--- BEGIN Records for the exercise ---

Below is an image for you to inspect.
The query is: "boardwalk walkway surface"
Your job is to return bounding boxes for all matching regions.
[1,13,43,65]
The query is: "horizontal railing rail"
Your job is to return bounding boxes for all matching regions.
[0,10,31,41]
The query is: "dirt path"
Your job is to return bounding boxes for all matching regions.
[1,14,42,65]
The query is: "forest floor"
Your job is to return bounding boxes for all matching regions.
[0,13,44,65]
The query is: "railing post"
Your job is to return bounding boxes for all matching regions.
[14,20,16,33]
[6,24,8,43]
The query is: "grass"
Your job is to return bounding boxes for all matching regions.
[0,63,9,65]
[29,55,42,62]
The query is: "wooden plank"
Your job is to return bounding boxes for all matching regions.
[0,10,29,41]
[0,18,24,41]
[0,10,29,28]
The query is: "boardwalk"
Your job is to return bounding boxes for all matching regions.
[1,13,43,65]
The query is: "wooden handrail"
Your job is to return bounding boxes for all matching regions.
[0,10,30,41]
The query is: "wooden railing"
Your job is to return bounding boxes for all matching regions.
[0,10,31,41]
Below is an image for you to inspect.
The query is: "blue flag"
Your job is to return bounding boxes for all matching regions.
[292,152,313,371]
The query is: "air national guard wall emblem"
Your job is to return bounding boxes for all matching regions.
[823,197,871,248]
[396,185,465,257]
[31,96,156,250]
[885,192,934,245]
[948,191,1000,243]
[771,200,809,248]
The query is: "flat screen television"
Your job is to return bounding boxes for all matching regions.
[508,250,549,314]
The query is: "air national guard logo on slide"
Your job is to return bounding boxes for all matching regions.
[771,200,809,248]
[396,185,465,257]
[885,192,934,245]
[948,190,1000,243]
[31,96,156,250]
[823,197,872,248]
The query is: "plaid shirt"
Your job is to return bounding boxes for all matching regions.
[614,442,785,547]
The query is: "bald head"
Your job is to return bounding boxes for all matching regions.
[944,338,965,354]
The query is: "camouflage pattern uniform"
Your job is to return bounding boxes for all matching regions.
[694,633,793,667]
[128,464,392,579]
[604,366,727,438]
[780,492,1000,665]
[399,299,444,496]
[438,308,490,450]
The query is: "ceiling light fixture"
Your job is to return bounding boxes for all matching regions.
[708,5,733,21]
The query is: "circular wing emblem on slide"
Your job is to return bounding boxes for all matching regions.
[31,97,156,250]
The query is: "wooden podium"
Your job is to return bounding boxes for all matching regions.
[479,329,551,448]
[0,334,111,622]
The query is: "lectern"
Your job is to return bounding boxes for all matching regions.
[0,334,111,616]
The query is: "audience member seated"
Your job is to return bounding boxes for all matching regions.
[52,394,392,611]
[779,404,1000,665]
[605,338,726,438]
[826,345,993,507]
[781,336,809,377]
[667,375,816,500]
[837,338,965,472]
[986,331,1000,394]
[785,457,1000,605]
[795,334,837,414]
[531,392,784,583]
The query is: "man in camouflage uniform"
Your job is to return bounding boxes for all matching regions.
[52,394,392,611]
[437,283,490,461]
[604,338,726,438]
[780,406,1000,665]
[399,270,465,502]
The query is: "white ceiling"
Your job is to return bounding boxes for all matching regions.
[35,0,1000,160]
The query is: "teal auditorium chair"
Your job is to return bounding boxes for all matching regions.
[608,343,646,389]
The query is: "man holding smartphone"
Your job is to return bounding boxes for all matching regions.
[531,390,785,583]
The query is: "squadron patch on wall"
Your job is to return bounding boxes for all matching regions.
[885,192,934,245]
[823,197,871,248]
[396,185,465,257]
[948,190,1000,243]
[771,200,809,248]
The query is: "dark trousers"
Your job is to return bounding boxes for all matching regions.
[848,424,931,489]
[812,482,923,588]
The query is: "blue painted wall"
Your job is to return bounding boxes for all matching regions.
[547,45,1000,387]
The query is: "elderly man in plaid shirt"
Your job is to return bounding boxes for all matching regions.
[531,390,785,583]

--- END Records for the exercise ---

# [To do]
Write out all of the records above word for word, keeping every line the same.

# [Correct result]
Below is an image for you to inspect.
The query is: "boardwalk walkway surface"
Your job is to return bounding boxes for all matching regions.
[1,13,43,65]
The query is: "horizontal railing rail"
Your job is to return bounding boxes for all matching regions.
[0,10,31,41]
The query is: "dirt path"
Your job is to return bounding boxes for all matching regions.
[1,14,42,65]
The query is: "forest floor"
Your job is to return bounding boxes for all matching regions.
[0,13,44,65]
The query is: "railing post"
Your job is to return bounding boxes for all matching regions.
[14,20,16,33]
[6,24,8,43]
The query is: "grass"
Your job is to return bounding boxes for all matching regions.
[0,63,9,65]
[29,55,42,62]
The query is: "wooden plank"
Your job is to return bounding boxes for all matching regions.
[0,10,29,41]
[0,18,24,41]
[0,10,29,28]
The query is: "boardwalk"
Your job is to return bounding boxes for all matching regions.
[1,13,43,65]
The query is: "wooden handrail"
Your job is to return bounding boxes for all matching regions.
[0,10,30,41]
The query is: "wooden railing"
Your job is to return bounding boxes for all matching regions.
[0,10,31,41]
Below is an image for you to inspect.
The query is: "blue flag"
Your job is to return bounding boxes for all matching regions.
[292,152,313,371]
The query is: "air national guard wall emblem"
Your job is to return bounding boxes for all matching regions.
[823,197,871,248]
[396,185,465,257]
[31,96,156,250]
[885,192,934,245]
[948,191,1000,243]
[771,200,809,248]
The query is: "flat screen television"
Your job is to return bounding boxes for all matching regions.
[508,250,549,314]
The query is: "air national guard logo on slide"
Your job is to return bounding boxes for all matching regions.
[771,200,809,248]
[396,185,465,257]
[885,192,934,245]
[948,190,1000,243]
[31,96,156,250]
[823,197,872,248]
The query is: "plaid shirt"
Your job is to return bounding boxes for all matching regions.
[614,442,785,547]
The query is: "bald head"
Your job is to return bounding boxes for all matching regions.
[944,338,965,354]
The query is: "camouflage pattern uniform"
Your job is to return bounding boxes for all matching regions.
[694,633,793,667]
[128,464,392,579]
[604,366,727,438]
[780,492,1000,665]
[399,299,444,496]
[438,308,490,450]
The query is: "ceiling light fixture"
Your job is to return bounding boxes for all matching regions.
[708,5,733,21]
The query is: "circular wing emblem on slide"
Your job is to return bounding boxes for all matching regions.
[31,97,156,250]
The query is: "wooden podium"
Your job is to return bounding boxes for all matching regions.
[479,329,551,448]
[0,334,111,622]
The query is: "lectern"
Your job is to return bounding boxes for all matching regions.
[0,334,111,616]
The query is: "audience member seated"
Your job is to return bounding boxes for all matching regions.
[52,394,392,611]
[779,404,1000,665]
[605,338,726,438]
[826,345,993,507]
[781,336,809,377]
[667,375,816,500]
[837,338,965,472]
[986,331,1000,394]
[785,457,1000,605]
[795,334,837,414]
[531,392,784,583]
The query is: "man in camouflage uniform"
Your job is to return bounding boxes for all matching regions.
[52,394,392,611]
[437,283,490,461]
[604,338,726,438]
[780,406,1000,665]
[399,270,465,502]
The query is: "white ceiling"
Your job is to return bounding boxes for all matching regions.
[35,0,1000,160]
The query is: "teal auditorium chair"
Your job is to return bounding boxes for all matching regions.
[608,343,646,389]
The query is: "man holding smartphone"
Your job is to return bounding boxes for all matching regions.
[531,390,785,583]
The query is: "squadron patch on wall"
Your job is to return bounding boxes for all matching regions.
[885,192,934,245]
[823,197,871,248]
[396,185,465,257]
[948,190,1000,243]
[771,200,809,248]
The query is: "dark trousers"
Your job is to return bounding boxes for all matching regions.
[848,424,931,489]
[812,482,923,588]
The query is: "blue painted wall"
Your job is to return bounding boxes for all matching regions.
[547,45,1000,387]
The query is: "elderly man in plaid shirt"
Your job is to return bounding boxes for all matching regions.
[531,390,785,583]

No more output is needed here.